* _Work required_
Reproduce only the records from the line containing "target | carved stone ornament" through the line containing "[(211, 90), (101, 8), (163, 56), (103, 57)]", with every line and request kept. In the answers, shift each x and y coordinate by adding 102 to it.

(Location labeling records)
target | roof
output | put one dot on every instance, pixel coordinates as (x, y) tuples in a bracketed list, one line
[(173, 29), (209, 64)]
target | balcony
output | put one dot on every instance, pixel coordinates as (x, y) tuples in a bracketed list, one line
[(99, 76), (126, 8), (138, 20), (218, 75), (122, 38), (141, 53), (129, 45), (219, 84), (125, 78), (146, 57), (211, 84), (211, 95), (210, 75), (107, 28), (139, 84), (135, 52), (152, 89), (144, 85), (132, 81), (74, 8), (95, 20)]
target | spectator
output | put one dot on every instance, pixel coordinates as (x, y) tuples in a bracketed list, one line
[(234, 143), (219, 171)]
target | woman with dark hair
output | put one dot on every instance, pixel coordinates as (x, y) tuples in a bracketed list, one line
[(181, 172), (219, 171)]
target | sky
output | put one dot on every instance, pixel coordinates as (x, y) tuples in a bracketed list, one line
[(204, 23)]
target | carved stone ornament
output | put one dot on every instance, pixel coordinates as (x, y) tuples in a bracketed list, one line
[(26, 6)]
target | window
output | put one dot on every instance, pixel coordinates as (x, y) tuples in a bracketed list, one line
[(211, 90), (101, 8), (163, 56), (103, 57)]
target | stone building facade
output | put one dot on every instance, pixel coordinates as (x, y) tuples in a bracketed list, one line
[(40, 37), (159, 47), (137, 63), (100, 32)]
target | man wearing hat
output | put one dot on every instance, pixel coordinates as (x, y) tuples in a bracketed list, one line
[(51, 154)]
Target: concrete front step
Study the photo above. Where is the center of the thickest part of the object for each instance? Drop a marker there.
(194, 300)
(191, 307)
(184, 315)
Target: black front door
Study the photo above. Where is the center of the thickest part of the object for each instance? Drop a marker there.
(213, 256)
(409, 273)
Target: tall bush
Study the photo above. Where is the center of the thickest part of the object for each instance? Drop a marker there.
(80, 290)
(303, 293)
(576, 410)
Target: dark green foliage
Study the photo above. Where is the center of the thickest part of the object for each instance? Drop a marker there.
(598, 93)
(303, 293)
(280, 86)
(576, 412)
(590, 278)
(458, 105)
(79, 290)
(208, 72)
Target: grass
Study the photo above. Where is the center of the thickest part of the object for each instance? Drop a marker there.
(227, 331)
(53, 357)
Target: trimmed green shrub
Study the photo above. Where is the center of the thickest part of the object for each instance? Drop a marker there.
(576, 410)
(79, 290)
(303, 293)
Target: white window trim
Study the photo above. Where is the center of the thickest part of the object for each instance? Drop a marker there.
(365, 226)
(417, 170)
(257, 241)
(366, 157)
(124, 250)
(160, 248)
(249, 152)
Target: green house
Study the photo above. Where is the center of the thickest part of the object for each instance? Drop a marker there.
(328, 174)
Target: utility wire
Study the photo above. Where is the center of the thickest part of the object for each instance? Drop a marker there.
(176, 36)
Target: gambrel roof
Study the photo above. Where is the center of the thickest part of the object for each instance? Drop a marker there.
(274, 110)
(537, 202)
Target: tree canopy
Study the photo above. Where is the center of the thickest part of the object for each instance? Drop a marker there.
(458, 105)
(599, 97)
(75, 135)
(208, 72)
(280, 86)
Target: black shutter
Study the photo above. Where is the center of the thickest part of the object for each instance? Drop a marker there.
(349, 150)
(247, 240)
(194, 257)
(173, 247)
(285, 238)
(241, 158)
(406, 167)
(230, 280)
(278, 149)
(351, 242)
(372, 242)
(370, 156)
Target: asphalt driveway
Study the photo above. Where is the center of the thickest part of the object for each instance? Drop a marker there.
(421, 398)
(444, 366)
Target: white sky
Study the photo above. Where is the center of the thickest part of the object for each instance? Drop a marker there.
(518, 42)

* _Reply to the exercise_
target | carved stone ornament
output | put one dot on every instance, pixel coordinates as (x, y) tuples in a bracketed list, one line
[(128, 108)]
target | window
output | put one dot on every instance, pixel coordinates as (x, y) tuples in a bracketed list, one line
[(313, 192), (203, 110), (265, 158), (205, 159)]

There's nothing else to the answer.